§ **Task**
Copy the records word for word, from the line containing "Target = painted vent grille" through the last line of the records, and leave the pictures out of your copy.

(Image location labeling records)
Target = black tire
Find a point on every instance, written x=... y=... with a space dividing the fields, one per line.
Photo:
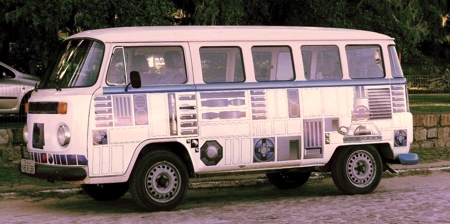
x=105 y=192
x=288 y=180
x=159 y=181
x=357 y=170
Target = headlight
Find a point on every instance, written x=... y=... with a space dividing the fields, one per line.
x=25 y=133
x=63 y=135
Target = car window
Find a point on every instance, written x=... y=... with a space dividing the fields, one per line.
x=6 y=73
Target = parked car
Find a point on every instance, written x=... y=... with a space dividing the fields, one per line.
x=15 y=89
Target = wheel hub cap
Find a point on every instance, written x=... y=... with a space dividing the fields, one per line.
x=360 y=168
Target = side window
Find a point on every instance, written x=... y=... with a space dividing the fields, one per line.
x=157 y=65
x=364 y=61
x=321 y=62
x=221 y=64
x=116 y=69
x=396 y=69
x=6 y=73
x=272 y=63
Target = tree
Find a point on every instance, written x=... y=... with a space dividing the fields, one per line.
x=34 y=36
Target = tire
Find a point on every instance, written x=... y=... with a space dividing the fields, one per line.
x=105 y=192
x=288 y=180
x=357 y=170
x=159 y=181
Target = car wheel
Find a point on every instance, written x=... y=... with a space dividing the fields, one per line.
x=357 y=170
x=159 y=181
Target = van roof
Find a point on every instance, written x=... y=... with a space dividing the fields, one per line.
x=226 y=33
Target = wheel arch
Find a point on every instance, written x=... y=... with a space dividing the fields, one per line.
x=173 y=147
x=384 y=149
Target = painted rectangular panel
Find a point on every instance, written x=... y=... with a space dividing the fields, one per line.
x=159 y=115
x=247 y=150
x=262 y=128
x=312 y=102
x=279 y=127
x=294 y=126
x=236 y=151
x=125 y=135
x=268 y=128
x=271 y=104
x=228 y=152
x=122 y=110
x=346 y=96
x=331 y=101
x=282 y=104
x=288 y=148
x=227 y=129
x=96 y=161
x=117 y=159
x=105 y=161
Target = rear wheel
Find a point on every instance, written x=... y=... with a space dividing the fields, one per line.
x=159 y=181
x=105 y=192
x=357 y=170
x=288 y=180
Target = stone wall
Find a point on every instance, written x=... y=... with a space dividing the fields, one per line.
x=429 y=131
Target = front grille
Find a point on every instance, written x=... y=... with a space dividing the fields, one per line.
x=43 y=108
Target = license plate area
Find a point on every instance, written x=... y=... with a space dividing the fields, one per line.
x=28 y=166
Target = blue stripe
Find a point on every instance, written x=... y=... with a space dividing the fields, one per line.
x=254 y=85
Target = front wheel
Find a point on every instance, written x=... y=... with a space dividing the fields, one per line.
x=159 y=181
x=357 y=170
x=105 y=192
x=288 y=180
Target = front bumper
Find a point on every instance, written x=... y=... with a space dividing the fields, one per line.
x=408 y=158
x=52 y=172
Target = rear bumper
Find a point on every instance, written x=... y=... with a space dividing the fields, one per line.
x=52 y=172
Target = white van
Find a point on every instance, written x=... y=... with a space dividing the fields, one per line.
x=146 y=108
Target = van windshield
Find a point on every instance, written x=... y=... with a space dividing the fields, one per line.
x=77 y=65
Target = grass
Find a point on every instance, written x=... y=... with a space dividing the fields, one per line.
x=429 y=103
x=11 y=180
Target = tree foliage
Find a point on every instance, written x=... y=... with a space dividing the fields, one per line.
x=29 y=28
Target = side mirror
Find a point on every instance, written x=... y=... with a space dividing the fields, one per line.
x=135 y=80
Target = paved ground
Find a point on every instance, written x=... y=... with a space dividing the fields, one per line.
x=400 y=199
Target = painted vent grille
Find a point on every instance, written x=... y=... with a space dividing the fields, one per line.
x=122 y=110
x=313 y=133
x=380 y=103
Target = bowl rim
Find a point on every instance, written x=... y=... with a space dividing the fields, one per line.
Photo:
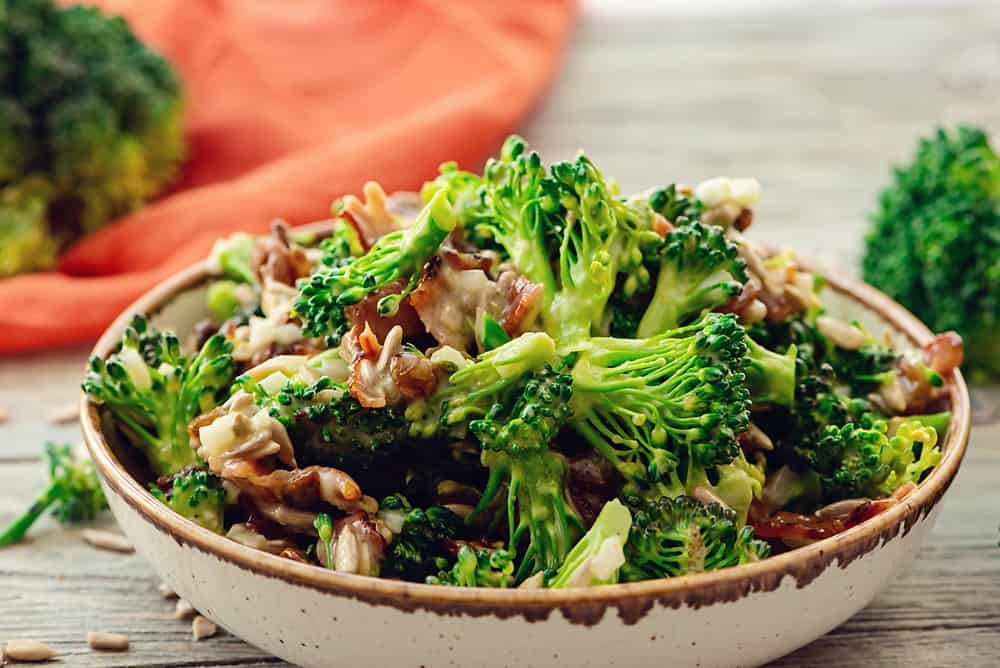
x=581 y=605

§ **Solution to this task**
Target = painted vent grille
Find a point on every instance, written x=... y=... with a space dividing the fields, one per line.
x=122 y=110
x=313 y=133
x=380 y=103
Target = bowl rim
Find a point on every instance, written x=... y=... with a space dividing the fields, one per line.
Photo:
x=581 y=605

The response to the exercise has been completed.